STATED PROBLEM A
Repeat word for word the passage of the article on Hussein Salem's settlement that begins at the words "Adel Al-Said, deputy" and stops after "million in cash.".

DOCUMENT TEXT
Published in Al-Ahram Weekly on 09 - 08 - 2016

He was the mastermind behind exporting gas to Israel at a cost to Egypt of at least $10 billion. He was also involved in money laundering, profiteering from selling electricity, and misappropriating public land. Meet one of ousted former president Hosni Mubarak's closest allies, businessman Hussein Salem.
The 83-year-old tycoon who left Egypt soon after the 25 January Revolution has now reached a settlement with the Egyptian government under which most of the charges against him have been dropped in return for his paying LE5.43 billion, the equivalent of 75 per cent of his wealth, according to the Illicit Gains Authority (IGA).
Adel Al-Said, deputy justice minister for the IGA, said at a press conference last Wednesday that assets turned over by Salem under the deal included “eight villas in Sharm El-Sheikh, a hotel in the same resort, a golf course, a villa in Cairo, and other property, as well as a 24 per cent stake in a company.”
Salem also reportedly paid LE123 million in cash.
Alia Al-Mahdi, a professor of economics at Cairo University, said the announcement of a final settlement between Salem and the authorities was “evidence that the state is opening the door to reconciliation.” Salem's is only one of several names linked to corruption cases during the Mubarak regime, and he was deeply involved in the export of gas to Israel.

Entries listed in a dataset:

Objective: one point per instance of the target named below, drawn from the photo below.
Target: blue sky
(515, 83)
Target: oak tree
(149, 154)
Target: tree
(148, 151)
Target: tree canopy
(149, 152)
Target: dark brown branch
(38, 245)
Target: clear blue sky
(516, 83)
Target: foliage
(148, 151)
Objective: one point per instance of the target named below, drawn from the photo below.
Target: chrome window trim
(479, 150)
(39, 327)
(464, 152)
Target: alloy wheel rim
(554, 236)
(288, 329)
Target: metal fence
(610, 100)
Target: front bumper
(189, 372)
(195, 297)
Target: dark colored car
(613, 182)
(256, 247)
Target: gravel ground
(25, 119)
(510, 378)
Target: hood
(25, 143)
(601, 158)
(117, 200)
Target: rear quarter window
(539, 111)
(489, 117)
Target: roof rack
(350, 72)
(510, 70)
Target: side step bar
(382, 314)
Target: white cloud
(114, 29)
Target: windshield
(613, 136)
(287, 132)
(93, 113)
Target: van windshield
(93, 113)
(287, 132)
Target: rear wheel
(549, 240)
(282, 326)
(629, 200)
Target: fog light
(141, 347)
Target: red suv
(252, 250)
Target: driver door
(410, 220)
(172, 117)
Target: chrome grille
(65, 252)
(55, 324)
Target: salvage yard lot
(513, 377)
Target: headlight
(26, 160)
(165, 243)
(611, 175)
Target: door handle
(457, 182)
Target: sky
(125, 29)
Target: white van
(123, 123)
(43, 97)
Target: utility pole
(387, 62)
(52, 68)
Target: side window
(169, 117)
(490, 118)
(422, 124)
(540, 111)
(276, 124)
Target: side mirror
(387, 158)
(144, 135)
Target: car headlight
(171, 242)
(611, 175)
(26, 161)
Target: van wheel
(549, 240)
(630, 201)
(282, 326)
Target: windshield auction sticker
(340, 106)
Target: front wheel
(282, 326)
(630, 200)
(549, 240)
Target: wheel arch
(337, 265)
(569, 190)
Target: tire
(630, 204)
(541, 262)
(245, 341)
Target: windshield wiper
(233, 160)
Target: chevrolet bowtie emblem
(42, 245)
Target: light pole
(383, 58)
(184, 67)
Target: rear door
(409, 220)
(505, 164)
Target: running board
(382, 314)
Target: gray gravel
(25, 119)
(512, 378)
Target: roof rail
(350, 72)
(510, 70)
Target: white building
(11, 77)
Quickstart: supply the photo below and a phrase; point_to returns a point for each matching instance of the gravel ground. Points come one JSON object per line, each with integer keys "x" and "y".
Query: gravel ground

STATED PROBLEM B
Reproduce the entries word for word, starting at the line that has "Target: side window" and continuing through the final line of the entries.

ANSWER A
Adel Al-Said, deputy justice minister for the IGA, said at a press conference last Wednesday that assets turned over by Salem under the deal included “eight villas in Sharm El-Sheikh, a hotel in the same resort, a golf course, a villa in Cairo, and other property, as well as a 24 per cent stake in a company.”
Salem also reportedly paid LE123 million in cash.

ANSWER B
Target: side window
(169, 117)
(490, 118)
(422, 124)
(540, 111)
(276, 124)
Target: side mirror
(387, 158)
(144, 135)
Target: car headlight
(171, 242)
(611, 175)
(26, 161)
Target: van wheel
(549, 240)
(630, 201)
(282, 326)
Target: windshield auction sticker
(340, 106)
Target: front wheel
(282, 326)
(630, 200)
(549, 240)
Target: wheel arch
(337, 265)
(569, 190)
Target: tire
(630, 204)
(541, 262)
(245, 341)
Target: windshield wiper
(233, 160)
Target: chevrolet bowtie emblem
(42, 245)
Target: light pole
(383, 58)
(184, 67)
Target: rear door
(409, 220)
(505, 164)
Target: running board
(382, 314)
Target: gray gravel
(25, 119)
(512, 378)
Target: roof rail
(350, 72)
(510, 70)
Target: white building
(11, 77)
Quickstart: supply the photo below and a phrase; point_to returns a point for each matching instance of the gravel ground. Points come one JSON object per line, each with integer keys "x" and "y".
Query: gravel ground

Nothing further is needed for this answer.